§ **Work order**: Working from the records beneath this line, reproduce each one exactly.
** Opening Data shown block **
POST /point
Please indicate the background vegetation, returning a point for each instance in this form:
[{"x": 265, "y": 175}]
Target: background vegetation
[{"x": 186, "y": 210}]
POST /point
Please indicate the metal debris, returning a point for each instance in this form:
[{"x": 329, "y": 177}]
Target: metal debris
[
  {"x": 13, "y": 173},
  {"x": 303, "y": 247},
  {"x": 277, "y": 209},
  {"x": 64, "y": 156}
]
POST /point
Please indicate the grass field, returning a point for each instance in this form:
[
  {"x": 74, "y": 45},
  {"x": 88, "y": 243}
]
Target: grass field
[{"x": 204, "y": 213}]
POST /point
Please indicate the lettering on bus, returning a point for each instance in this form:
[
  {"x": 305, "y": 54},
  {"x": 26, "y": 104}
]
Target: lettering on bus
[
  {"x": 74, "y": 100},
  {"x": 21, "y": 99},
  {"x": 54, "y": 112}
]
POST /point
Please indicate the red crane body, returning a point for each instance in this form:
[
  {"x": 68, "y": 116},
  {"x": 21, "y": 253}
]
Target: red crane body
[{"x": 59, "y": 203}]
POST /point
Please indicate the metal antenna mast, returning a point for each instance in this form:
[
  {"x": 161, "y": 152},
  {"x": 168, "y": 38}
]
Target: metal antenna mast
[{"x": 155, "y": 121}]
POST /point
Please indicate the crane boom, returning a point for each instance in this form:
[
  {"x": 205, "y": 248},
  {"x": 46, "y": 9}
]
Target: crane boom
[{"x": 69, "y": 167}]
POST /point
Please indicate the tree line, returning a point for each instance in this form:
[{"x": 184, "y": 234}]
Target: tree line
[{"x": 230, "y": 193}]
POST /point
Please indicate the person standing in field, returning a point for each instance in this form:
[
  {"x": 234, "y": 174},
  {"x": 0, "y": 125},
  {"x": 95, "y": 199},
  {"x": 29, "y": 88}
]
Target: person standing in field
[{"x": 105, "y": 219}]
** Closing Data shown block **
§ **Exercise answer**:
POST /point
Please indicate the background vegetation, returning a point for each instance in this form:
[{"x": 265, "y": 175}]
Target: background vegetation
[{"x": 186, "y": 210}]
POST /point
Please indicate the metal debris, returning a point for each instance in this form:
[{"x": 329, "y": 177}]
Target: metal debris
[
  {"x": 13, "y": 173},
  {"x": 303, "y": 247},
  {"x": 277, "y": 209},
  {"x": 64, "y": 156}
]
POST /point
Please indicate the grass field, returning a point for each instance in this form:
[
  {"x": 74, "y": 45},
  {"x": 88, "y": 243}
]
Target: grass field
[{"x": 204, "y": 213}]
POST /point
Please indicate the lettering on bus, returning a point for each instance in this form:
[
  {"x": 305, "y": 54},
  {"x": 26, "y": 104}
]
Target: lettering on bus
[
  {"x": 74, "y": 100},
  {"x": 21, "y": 99},
  {"x": 54, "y": 112}
]
POST /point
Please indicate the red crane body, returning a point for each instance in this form:
[
  {"x": 68, "y": 116},
  {"x": 21, "y": 253}
]
Target: red crane body
[{"x": 59, "y": 203}]
POST /point
Please indicate the metal antenna mast, returning a point for each instance in this form:
[
  {"x": 161, "y": 152},
  {"x": 168, "y": 38}
]
Target: metal antenna mast
[{"x": 155, "y": 121}]
POST /point
Please indicate the crane boom, returning a point for each instance in this form:
[
  {"x": 205, "y": 248},
  {"x": 46, "y": 9}
]
Target: crane boom
[{"x": 69, "y": 167}]
POST /point
Please indicate the tree line, returning a point for each instance in this form:
[{"x": 184, "y": 234}]
Target: tree line
[{"x": 230, "y": 193}]
POST /point
Please indicate the person standing in field, returning a point for each instance in this form:
[
  {"x": 234, "y": 174},
  {"x": 0, "y": 125},
  {"x": 95, "y": 199},
  {"x": 29, "y": 88}
]
Target: person standing in field
[{"x": 105, "y": 219}]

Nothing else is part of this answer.